▶ _Problem to work on_
Rewrite the data from the line containing "of the tall" through the end of the data, swapping "cypress" for "pine" and keeping everything else the same.

▶ _Data supplied_
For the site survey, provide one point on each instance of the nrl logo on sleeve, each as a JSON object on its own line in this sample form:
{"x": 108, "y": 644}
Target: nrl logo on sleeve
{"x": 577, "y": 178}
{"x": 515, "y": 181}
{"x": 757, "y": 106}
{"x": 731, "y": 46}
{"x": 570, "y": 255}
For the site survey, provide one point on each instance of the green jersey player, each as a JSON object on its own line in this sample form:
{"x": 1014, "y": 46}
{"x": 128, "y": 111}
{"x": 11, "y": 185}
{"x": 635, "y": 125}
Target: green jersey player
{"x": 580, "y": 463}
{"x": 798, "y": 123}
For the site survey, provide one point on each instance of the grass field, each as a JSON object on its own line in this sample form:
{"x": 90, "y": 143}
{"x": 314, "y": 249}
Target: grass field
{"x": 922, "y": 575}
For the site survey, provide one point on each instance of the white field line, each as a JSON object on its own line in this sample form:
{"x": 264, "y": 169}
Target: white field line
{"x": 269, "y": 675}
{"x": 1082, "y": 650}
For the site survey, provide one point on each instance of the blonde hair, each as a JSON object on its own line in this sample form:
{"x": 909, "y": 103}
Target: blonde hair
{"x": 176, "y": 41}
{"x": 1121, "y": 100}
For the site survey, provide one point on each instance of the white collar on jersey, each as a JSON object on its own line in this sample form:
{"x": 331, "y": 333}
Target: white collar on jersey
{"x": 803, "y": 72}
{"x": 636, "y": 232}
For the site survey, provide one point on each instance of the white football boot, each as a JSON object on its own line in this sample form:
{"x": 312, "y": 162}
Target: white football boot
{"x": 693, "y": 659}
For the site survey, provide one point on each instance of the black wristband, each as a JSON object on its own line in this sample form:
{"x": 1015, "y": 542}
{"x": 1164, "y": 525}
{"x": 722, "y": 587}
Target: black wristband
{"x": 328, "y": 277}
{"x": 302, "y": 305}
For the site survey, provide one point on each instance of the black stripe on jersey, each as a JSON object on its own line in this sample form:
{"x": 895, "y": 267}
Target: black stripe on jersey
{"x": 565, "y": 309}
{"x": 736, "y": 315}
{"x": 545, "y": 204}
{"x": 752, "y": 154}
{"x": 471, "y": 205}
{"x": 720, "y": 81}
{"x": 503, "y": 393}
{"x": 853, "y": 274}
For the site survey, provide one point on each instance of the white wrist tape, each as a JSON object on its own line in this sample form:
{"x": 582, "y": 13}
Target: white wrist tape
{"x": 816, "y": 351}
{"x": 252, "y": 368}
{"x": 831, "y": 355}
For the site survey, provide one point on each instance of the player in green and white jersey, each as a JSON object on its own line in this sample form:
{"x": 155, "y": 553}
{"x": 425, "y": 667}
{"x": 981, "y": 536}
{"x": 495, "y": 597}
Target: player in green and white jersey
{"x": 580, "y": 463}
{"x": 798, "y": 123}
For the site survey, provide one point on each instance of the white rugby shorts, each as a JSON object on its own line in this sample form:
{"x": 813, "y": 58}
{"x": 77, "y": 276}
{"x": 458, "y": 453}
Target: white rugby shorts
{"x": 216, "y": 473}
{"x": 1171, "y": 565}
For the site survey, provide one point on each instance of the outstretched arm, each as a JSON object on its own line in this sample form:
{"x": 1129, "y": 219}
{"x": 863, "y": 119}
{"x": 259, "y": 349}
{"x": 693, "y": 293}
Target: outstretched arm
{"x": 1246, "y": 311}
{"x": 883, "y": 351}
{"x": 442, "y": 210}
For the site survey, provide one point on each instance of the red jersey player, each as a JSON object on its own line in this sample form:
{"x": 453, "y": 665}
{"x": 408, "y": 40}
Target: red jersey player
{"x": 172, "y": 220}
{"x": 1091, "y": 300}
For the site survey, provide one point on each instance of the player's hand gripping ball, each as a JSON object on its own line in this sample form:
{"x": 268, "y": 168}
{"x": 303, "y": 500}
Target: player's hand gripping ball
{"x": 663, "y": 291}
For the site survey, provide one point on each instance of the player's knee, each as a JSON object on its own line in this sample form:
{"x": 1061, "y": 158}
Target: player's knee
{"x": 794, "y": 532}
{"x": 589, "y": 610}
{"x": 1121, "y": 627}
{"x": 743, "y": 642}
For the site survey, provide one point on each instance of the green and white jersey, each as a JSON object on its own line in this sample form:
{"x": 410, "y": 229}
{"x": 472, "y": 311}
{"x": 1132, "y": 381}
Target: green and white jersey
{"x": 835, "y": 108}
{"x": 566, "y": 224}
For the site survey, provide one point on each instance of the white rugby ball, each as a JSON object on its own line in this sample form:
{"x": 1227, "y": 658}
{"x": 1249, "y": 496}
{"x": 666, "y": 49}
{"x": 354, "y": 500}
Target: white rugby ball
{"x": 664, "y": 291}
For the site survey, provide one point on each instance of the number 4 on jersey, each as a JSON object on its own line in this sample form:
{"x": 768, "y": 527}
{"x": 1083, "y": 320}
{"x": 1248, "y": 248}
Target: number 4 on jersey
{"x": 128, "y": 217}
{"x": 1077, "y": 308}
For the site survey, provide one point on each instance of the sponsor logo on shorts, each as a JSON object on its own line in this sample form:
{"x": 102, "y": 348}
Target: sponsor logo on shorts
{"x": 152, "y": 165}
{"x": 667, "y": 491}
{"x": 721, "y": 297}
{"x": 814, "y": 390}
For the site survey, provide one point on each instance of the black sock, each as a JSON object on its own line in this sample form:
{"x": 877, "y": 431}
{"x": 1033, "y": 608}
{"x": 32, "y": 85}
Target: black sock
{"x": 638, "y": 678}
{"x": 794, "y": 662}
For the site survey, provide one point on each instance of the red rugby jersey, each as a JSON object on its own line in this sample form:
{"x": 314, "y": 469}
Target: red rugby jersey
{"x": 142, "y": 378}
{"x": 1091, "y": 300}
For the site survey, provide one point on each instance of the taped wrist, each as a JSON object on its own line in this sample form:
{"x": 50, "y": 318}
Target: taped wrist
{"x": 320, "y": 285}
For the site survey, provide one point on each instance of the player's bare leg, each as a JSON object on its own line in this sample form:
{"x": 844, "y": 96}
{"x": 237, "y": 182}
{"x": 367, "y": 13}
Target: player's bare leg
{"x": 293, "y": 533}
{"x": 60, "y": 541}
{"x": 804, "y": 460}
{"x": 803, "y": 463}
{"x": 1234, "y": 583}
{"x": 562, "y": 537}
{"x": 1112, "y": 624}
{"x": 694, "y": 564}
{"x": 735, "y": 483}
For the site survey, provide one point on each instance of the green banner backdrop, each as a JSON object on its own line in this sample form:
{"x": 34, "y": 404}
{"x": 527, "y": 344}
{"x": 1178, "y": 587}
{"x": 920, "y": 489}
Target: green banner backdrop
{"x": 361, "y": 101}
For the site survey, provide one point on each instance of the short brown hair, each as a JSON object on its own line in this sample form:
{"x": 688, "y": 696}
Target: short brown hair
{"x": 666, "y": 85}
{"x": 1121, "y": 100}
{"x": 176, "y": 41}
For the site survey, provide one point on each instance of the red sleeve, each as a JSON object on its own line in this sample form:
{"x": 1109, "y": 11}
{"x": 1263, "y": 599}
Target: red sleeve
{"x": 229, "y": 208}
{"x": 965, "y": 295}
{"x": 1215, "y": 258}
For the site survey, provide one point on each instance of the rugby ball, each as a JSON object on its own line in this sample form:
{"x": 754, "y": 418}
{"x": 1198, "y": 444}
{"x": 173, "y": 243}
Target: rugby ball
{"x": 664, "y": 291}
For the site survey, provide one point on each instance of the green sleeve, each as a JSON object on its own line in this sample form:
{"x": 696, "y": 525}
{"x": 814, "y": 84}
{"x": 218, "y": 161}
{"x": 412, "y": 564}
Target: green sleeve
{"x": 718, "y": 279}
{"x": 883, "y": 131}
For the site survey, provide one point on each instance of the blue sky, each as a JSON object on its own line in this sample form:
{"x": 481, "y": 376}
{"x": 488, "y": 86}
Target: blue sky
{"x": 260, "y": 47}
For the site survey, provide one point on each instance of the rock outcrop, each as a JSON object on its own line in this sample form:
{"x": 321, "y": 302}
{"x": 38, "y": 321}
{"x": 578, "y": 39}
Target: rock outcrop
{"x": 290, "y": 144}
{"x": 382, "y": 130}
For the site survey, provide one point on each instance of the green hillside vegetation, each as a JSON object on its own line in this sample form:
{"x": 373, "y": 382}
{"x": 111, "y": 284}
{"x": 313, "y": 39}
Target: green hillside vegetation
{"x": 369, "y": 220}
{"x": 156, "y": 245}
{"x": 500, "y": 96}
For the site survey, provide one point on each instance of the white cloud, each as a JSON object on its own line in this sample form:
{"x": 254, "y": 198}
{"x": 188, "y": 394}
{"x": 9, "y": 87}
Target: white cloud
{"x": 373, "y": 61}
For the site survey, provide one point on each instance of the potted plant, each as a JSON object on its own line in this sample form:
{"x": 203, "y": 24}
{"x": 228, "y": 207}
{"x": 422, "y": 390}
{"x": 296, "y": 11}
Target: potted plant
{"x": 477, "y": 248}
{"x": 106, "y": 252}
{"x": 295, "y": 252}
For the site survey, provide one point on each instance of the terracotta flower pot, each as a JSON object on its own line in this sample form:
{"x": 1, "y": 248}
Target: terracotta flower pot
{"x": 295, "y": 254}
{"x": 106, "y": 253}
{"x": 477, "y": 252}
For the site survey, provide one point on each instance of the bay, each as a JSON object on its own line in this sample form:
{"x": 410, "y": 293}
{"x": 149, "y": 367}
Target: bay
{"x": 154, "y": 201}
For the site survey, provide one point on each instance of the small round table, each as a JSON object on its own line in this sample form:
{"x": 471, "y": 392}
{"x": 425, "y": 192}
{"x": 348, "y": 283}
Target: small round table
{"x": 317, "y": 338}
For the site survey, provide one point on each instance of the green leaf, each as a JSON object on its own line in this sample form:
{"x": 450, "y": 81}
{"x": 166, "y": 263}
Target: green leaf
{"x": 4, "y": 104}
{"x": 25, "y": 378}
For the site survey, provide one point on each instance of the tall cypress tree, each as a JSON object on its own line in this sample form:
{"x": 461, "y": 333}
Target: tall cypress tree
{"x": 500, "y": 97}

▶ _The reply_
For the site survey, provide one point on each instance of the tall pine tree, each as a JSON object on its own line in this sample form:
{"x": 461, "y": 333}
Target: tall pine tree
{"x": 500, "y": 97}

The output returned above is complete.